→ Instrução dada 1
Retorne todas as linhas dos registros que contêm a palavra "table", considerando a distinção entre maiúsculas e minúsculas.

→ Trecho do texto
========================

O encontro com Putin estava marcado para as 7h (de Brasília). Por volta das 8h40, há a expectativa de uma declaração à imprensa. Bolsonaro também almoçará com o governante russo no Kremlin, sede do governo.
Na reunião, devem ser tratados temas como energia, educação, defesa, cibersegurança e agricultura. A preocupação, no entanto, é que Bolsonaro acene para um dos lados na tensão militar entre a Rússia e a Ucrânia. Por isso, ele foi orientado a, caso questionado, responder pela saída diplomática, de negociação pacífica.
Em nota, o Itamaraty informou que as áreas de comércio e investimentos terão destaque na visita da delegação brasileira. Haverá reuniões com os conselhos empresariais, que congregam CEOs de grandes companhias brasileiras e russas, com o objetivo de “identificação de oportunidades para investidores de ambos os países”.
“Em 2021, a corrente de comércio atingiu US$ 7,29 bilhões, em forte crescimento com relação aos US$ 4,27 bilhões registrados em 2020 e o valor mais alto desde 2008. O comércio bilateral é complementar, concentrado na cadeia de valor do agronegócio (soja e carnes, do lado brasileiro, e fertilizantes, do russo)”, diz a nota. “Brasil e Rússia compartilham interesse em ampliar e diversificar a pauta do intercâmbio com produtos de maior valor agregado, de forma correspondente ao grau de desenvolvimento e sofisticação de suas economias.”
O Itamaraty também destacou que “Brasil e Rússia compartilham valores comuns, como o respeito à Carta das Nações Unidas, ao direito internacional e ao princípio da não intervenção”. “Encontram pontos de convergência em suas avaliações sobre a situação do mundo e defendem uma ordem internacional que contemple e acolha diferentes visões, interesses e prioridades nacionais no exercício da promoção da estabilidade, da prosperidade e da sustentabilidade”, acrescentou.
O órgão enfatizou, também, que, neste ano, Brasil, Rússia, China e Índia integram o Conselho de Segurança da Organização das Nações Unidas (ONU) e que a reunião “proporciona oportunidade de coordenação entre os referidos membros do Brics”.
Retirada
Houve um leve distensionamento na crise internacional, ontem, após a Rússia retirar tropas de posições na fronteira. Porém, segundo o comunicado feito pelo porta-voz do Ministério da Defesa russo, a retirada não seria nada fora da “rotina”, uma vez que concluíram o treinamento.

========================

→ Instrução dada 2
Repita sem alterações o trecho do texto sobre a visita de Bolsonaro à Rússia que vai de "O encontro com" até "de negociação pacífica.", incluindo este último.

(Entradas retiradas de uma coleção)
========================

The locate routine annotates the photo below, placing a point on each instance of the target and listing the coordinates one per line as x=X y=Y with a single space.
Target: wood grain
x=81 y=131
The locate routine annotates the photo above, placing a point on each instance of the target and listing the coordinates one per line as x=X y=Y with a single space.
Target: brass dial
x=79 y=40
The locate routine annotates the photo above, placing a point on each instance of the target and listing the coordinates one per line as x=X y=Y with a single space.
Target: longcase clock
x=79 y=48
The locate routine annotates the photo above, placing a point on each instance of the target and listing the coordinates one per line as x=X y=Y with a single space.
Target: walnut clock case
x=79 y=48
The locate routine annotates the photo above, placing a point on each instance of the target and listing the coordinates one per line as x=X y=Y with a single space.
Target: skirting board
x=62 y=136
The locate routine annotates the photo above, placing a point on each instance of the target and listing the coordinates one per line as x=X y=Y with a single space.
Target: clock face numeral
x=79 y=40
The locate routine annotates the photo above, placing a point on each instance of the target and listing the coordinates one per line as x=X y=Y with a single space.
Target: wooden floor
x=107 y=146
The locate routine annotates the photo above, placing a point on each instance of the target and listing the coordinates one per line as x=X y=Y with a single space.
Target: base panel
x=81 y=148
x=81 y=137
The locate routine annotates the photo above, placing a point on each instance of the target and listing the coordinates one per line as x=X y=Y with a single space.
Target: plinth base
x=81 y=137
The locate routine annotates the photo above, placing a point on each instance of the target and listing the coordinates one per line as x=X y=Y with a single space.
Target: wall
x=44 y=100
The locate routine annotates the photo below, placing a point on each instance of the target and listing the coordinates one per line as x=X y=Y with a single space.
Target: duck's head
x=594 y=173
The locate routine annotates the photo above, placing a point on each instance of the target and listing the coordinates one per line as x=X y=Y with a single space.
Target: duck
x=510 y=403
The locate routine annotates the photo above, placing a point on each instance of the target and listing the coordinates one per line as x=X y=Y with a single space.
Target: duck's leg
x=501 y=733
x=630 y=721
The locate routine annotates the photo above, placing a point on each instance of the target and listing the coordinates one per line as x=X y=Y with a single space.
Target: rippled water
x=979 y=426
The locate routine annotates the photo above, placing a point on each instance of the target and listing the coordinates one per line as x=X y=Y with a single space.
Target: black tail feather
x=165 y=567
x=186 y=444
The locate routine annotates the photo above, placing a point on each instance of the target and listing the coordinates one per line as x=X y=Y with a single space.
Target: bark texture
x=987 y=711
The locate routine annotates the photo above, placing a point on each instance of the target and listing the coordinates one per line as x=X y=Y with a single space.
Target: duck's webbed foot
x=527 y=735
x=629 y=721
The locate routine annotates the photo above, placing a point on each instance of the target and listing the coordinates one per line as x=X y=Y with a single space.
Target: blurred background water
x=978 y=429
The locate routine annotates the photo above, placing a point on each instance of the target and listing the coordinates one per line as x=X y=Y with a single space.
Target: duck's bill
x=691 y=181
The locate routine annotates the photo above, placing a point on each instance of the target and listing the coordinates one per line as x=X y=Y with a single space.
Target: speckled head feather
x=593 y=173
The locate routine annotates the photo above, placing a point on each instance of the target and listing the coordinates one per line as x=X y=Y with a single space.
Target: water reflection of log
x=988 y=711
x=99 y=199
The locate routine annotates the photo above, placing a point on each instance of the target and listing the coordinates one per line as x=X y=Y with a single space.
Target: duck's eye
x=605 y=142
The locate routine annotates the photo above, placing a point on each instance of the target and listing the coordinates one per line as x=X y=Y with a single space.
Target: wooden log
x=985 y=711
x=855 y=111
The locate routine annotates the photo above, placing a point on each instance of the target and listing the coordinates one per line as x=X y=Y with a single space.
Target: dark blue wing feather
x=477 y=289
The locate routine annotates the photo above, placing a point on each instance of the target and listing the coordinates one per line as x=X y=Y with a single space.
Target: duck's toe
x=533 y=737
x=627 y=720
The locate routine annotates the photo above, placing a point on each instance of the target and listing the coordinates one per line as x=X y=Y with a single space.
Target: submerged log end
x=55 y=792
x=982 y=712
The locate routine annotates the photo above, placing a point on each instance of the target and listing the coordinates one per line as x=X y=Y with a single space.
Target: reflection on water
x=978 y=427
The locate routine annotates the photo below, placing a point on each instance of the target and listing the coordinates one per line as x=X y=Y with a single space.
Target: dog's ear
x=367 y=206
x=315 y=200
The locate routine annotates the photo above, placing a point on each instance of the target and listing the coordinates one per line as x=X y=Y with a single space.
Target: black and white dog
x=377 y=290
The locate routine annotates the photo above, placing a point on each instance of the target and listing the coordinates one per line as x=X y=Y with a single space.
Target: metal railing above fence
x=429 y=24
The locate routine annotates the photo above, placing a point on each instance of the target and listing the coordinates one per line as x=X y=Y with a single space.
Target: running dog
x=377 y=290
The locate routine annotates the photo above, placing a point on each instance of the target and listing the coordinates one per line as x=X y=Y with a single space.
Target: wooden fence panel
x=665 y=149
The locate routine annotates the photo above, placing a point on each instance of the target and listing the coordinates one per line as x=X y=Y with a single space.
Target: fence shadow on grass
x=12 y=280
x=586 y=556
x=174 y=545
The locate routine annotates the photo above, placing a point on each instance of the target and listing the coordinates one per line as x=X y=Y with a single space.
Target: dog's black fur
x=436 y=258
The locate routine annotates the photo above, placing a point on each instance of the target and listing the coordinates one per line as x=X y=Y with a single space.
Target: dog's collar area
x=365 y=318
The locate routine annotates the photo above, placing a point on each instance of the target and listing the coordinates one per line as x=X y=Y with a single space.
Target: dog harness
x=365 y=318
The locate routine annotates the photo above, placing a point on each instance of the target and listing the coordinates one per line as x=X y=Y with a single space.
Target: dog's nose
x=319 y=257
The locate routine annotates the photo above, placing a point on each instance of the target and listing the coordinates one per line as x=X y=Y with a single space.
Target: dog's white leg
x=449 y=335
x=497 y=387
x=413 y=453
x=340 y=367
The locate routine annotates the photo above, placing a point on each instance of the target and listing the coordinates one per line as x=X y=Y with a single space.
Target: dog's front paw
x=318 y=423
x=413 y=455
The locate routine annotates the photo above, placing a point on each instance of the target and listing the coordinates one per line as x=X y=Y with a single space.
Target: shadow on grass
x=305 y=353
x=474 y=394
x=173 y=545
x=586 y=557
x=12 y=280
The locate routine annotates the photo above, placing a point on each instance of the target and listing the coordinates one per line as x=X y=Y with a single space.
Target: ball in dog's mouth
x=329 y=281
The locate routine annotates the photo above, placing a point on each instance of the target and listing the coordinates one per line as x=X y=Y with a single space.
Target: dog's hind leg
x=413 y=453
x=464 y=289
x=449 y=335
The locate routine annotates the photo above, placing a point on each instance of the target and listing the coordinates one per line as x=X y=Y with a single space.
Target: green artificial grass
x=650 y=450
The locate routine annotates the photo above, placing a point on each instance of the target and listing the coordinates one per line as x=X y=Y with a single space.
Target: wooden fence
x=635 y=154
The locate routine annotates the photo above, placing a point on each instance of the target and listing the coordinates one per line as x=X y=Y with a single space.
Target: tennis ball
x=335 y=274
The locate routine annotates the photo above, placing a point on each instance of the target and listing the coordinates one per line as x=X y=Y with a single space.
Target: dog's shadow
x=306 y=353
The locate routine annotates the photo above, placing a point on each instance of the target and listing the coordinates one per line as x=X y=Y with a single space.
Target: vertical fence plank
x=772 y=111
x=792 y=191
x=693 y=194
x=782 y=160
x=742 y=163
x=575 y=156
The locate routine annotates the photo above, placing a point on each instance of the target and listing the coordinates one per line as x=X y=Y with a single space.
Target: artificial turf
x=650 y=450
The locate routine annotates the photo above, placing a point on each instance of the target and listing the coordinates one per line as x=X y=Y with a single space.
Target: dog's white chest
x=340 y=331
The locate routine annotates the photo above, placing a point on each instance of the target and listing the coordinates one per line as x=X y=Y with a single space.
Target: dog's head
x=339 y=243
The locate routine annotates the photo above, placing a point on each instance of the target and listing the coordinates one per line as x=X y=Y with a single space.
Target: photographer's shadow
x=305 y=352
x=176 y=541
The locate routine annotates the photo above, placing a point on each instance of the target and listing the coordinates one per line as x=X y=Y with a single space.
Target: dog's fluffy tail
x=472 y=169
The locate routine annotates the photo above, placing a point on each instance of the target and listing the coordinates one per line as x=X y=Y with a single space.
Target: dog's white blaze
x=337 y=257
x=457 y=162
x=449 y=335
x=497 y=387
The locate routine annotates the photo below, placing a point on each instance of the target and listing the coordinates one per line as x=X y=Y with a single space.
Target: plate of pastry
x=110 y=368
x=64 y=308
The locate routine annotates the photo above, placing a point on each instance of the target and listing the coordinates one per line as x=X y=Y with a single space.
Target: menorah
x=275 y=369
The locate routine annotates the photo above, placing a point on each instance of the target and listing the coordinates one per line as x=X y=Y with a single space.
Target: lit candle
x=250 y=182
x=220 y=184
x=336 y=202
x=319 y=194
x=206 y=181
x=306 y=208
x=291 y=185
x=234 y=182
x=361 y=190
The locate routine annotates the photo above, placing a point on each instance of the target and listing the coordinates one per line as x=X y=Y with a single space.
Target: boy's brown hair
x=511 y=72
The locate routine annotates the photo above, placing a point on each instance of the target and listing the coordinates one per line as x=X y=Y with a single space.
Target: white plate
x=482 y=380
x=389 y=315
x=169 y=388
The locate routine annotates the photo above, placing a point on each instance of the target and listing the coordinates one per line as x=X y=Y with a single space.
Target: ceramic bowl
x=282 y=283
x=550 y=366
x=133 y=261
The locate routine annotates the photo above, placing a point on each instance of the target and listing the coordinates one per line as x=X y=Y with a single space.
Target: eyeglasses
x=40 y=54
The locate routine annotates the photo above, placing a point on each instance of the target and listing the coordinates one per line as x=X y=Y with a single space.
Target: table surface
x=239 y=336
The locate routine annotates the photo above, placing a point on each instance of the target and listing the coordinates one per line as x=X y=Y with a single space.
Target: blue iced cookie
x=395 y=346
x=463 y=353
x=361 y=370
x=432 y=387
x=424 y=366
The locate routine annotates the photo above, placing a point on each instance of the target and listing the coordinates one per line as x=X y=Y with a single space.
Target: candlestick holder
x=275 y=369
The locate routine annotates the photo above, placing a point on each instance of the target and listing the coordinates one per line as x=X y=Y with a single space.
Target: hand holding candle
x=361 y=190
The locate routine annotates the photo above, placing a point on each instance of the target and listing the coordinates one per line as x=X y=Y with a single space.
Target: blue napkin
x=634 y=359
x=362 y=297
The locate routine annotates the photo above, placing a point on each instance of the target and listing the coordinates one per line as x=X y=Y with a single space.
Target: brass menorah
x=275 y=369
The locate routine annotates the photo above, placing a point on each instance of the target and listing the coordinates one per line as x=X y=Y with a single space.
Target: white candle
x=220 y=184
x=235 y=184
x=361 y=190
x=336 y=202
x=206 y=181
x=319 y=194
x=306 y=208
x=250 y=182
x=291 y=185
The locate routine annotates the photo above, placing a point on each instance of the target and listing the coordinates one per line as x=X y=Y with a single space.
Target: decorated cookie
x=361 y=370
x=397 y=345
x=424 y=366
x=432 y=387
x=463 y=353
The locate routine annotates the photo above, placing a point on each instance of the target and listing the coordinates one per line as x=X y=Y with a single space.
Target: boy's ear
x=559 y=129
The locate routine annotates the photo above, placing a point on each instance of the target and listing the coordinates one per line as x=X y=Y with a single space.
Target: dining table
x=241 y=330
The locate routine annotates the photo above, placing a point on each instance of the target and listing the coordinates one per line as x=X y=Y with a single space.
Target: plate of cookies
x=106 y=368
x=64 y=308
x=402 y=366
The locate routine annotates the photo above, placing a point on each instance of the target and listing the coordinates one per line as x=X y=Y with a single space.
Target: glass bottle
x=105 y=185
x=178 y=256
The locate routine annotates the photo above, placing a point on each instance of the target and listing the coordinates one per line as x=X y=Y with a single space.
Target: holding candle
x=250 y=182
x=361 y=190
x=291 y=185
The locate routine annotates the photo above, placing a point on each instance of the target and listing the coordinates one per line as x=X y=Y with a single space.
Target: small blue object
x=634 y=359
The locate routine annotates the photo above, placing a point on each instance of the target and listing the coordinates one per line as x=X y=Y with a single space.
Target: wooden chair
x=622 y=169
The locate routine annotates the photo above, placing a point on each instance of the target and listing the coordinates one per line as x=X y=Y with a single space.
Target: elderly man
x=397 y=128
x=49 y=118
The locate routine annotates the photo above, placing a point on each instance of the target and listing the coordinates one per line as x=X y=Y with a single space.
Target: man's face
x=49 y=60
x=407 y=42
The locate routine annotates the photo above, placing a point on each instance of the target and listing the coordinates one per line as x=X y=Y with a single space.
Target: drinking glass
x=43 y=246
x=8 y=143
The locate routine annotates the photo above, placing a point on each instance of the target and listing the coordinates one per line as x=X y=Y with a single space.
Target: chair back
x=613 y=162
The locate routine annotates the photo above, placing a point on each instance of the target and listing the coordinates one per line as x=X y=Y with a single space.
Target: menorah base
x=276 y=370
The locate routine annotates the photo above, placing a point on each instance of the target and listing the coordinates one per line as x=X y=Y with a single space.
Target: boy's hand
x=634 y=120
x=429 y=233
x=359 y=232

========================

→ Resposta completa 1
Target: table surface
Target: dining table

→ Resposta completa 2
O encontro com Putin estava marcado para as 7h (de Brasília). Por volta das 8h40, há a expectativa de uma declaração à imprensa. Bolsonaro também almoçará com o governante russo no Kremlin, sede do governo.
Na reunião, devem ser tratados temas como energia, educação, defesa, cibersegurança e agricultura. A preocupação, no entanto, é que Bolsonaro acene para um dos lados na tensão militar entre a Rússia e a Ucrânia. Por isso, ele foi orientado a, caso questionado, responder pela saída diplomática, de negociação pacífica.